DA FARE — Stabilisci se le tre affermazioni seguenti concordano con la recensione del film di Patrice Leconte, rispondendo a ciascuna con sì o no e citando alla lettera le parole della recensione che lo decidono. 1. Il film si apre con la scena di un matrimonio. 2. Il vaso messo all'asta raffigura Patroclo e Achille. 3. François compra il vaso a un prezzo basso.

TESTO DELLA PAGINA —

..........

Il mio migliore amico di Patrice Leconte
-2007
Come si costruiscono le storie?
Di che cosa deve narrare un film? Si può elogiare un film borghese? L’ultima
fatica di Patrice Leconte pone, primariamente, questi interrogativi. Il film si
apre con la scena di un funerale, in una chiesa semideserta. François non sembra
molto turbato e, al termine della cerimonia, accenna alla vedova di un mobile
che il defunto voleva acquistare prima di morire. Un attimo dopo è in una
prestigiosa galleria d’arte dove è in corso un’asta di oggetti antichi. Il
banditore mostra un vaso ellenico del quinto secolo A.C. che raffigura Patroclo
e Achille e narra della leggenda di un uomo che, afflitto per la morte del suo
amico, lo riempì di lacrime. Travolto da un impulso irresistibile, François lo
compra per un prezzo proibitivo, strappandolo a Delamotte, un appassionato
collezionista. Non ci vuole molto a comprendere che qualcosa d’inconsapevole ha
smosso l’inconscio dell’imperturbabile, freddo e impassibile mercante d’arte.

..........

Una serie di record —
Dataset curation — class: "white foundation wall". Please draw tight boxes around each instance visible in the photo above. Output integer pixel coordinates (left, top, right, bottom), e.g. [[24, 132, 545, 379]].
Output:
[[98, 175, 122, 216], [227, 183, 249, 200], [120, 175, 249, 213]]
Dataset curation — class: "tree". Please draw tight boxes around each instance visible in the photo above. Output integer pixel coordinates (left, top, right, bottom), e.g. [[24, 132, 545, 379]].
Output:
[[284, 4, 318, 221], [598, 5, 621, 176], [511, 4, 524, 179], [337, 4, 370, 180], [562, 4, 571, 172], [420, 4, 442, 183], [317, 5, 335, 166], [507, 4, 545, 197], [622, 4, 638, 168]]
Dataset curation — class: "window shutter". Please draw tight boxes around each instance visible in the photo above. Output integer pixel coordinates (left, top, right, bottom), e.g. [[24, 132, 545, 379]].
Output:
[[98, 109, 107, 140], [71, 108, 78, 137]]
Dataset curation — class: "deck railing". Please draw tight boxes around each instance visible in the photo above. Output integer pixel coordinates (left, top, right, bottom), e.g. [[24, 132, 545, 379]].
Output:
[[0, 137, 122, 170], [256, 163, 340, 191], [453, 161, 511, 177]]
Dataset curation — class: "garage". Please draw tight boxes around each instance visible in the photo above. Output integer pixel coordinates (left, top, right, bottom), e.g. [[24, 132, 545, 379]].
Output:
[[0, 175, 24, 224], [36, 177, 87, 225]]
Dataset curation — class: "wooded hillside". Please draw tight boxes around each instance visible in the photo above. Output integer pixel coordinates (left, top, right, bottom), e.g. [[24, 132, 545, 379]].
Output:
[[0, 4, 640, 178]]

..........

RISPOSTA —
1. No: «Il film si apre con la scena di un funerale, in una chiesa semideserta».
2. Sì: «un vaso ellenico del quinto secolo A.C. che raffigura Patroclo e Achille».
3. No: «François lo compra per un prezzo proibitivo».